Materials provided ->
------

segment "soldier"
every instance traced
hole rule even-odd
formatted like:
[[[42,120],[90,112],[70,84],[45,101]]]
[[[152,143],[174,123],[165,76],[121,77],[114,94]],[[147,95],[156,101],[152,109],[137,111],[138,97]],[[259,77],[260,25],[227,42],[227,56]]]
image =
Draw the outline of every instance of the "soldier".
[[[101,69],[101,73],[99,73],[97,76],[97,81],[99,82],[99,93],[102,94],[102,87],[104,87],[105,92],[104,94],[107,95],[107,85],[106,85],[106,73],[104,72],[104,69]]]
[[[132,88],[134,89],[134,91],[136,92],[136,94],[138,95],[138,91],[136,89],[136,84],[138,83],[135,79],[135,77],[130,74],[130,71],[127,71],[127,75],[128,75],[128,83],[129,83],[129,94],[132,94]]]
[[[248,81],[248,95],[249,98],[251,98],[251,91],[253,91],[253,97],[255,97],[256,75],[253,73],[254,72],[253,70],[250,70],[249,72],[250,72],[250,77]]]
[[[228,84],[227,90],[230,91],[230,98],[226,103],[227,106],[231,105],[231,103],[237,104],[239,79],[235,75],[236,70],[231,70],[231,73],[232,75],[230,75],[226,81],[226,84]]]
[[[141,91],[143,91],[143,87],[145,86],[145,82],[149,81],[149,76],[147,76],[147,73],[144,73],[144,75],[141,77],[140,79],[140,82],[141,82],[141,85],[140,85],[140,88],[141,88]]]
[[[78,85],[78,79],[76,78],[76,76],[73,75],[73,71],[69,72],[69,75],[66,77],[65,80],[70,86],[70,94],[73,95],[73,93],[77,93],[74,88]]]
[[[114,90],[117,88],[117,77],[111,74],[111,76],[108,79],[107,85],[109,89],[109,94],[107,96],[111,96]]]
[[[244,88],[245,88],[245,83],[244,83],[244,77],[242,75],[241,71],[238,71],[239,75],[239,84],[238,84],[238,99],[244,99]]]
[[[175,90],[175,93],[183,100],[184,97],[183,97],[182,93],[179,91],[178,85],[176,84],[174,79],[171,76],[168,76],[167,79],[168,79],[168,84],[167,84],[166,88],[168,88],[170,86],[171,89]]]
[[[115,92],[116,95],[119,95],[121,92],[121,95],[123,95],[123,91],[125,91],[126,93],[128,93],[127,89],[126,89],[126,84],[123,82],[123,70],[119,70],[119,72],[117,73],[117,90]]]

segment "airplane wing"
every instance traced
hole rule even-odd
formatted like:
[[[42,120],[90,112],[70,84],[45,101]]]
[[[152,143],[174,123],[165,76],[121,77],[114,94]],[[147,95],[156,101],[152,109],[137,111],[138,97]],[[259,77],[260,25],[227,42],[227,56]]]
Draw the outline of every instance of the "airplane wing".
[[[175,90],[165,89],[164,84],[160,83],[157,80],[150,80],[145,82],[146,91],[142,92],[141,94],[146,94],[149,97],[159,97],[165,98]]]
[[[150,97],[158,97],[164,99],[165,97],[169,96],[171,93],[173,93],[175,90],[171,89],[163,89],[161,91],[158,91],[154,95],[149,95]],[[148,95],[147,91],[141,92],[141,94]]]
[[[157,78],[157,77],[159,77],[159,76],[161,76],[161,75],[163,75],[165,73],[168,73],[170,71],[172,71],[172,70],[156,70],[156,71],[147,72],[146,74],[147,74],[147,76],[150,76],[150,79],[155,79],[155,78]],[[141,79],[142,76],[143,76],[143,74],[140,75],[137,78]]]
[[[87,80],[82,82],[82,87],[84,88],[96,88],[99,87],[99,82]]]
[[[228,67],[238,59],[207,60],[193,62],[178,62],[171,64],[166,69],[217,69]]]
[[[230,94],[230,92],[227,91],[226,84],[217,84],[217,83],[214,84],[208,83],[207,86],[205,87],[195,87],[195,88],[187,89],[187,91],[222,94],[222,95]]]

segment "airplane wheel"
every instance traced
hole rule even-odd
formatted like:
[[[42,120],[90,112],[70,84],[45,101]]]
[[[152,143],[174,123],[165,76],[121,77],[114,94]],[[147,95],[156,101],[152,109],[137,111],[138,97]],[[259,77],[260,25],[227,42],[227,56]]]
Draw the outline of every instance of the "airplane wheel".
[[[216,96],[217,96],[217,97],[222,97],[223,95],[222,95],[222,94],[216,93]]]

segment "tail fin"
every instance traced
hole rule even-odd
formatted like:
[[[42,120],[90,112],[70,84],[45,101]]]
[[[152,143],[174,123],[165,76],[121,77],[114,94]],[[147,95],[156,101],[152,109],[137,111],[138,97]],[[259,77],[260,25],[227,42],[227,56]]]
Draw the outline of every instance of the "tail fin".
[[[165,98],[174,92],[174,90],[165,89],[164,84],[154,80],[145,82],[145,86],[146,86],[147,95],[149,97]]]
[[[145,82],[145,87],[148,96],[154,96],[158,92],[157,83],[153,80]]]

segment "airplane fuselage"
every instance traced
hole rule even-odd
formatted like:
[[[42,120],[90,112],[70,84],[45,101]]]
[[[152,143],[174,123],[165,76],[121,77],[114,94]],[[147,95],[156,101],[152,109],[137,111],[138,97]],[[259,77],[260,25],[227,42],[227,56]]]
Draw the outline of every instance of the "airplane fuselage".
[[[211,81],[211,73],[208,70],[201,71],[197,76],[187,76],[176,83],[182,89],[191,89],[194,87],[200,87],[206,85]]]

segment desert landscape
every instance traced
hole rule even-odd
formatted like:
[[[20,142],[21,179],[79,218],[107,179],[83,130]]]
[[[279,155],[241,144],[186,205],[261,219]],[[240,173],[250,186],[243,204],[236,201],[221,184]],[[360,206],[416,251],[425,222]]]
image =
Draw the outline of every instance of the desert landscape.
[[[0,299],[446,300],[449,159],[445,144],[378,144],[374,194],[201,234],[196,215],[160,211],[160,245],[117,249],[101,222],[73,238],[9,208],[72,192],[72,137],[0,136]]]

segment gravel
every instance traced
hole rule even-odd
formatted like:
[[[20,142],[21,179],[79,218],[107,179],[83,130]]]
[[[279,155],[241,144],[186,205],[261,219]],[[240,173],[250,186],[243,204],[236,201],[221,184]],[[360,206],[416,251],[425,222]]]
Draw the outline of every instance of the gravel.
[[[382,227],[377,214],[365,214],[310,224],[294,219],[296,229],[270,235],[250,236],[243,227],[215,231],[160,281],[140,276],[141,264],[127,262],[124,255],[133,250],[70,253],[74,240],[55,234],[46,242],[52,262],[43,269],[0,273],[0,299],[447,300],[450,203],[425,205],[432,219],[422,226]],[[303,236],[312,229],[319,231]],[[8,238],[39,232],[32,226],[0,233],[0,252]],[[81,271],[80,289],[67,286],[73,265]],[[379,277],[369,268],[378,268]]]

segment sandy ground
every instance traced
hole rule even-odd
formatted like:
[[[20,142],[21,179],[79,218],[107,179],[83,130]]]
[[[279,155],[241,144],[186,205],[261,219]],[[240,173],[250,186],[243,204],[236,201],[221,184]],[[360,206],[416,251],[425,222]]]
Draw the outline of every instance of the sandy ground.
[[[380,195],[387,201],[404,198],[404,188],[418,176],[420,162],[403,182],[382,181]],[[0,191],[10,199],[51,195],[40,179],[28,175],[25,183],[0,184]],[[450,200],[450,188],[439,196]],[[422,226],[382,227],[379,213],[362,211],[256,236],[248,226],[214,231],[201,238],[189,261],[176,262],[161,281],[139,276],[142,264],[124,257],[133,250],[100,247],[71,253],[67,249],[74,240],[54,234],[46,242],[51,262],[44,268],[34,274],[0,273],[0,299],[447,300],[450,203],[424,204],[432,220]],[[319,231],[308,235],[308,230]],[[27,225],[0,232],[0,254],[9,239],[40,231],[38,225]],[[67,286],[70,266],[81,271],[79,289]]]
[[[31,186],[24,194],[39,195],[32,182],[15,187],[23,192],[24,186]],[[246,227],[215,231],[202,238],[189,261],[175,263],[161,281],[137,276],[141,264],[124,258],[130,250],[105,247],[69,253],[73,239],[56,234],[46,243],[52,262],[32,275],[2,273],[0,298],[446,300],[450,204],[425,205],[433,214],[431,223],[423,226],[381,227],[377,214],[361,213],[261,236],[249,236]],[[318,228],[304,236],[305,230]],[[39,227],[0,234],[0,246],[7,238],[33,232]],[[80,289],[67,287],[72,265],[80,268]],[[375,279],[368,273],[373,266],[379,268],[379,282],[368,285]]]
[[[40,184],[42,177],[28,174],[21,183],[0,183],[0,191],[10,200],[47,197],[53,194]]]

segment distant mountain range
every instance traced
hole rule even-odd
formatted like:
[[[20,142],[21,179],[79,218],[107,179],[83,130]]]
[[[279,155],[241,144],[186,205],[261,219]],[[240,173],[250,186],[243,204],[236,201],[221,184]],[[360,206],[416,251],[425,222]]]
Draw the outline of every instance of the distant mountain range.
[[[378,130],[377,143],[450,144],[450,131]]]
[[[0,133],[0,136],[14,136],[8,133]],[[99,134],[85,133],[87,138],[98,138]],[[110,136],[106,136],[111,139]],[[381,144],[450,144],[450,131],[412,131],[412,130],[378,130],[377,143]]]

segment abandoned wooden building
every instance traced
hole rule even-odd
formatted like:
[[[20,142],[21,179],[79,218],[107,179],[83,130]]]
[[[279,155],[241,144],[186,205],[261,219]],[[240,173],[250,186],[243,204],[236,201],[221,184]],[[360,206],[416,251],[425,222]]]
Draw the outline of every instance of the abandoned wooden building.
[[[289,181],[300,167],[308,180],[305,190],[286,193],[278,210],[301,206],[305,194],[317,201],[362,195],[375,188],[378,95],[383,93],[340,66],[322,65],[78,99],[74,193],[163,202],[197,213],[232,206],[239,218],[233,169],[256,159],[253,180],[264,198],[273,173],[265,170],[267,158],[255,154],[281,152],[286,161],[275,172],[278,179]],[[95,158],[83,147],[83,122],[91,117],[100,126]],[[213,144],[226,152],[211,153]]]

------

Search the entries above for lines containing the word "segment", and copy each one.

Task result ->
segment "soldier"
segment "airplane wing"
segment "airplane wheel"
segment "tail fin"
segment "airplane fuselage"
segment desert landscape
segment gravel
segment sandy ground
segment distant mountain range
segment abandoned wooden building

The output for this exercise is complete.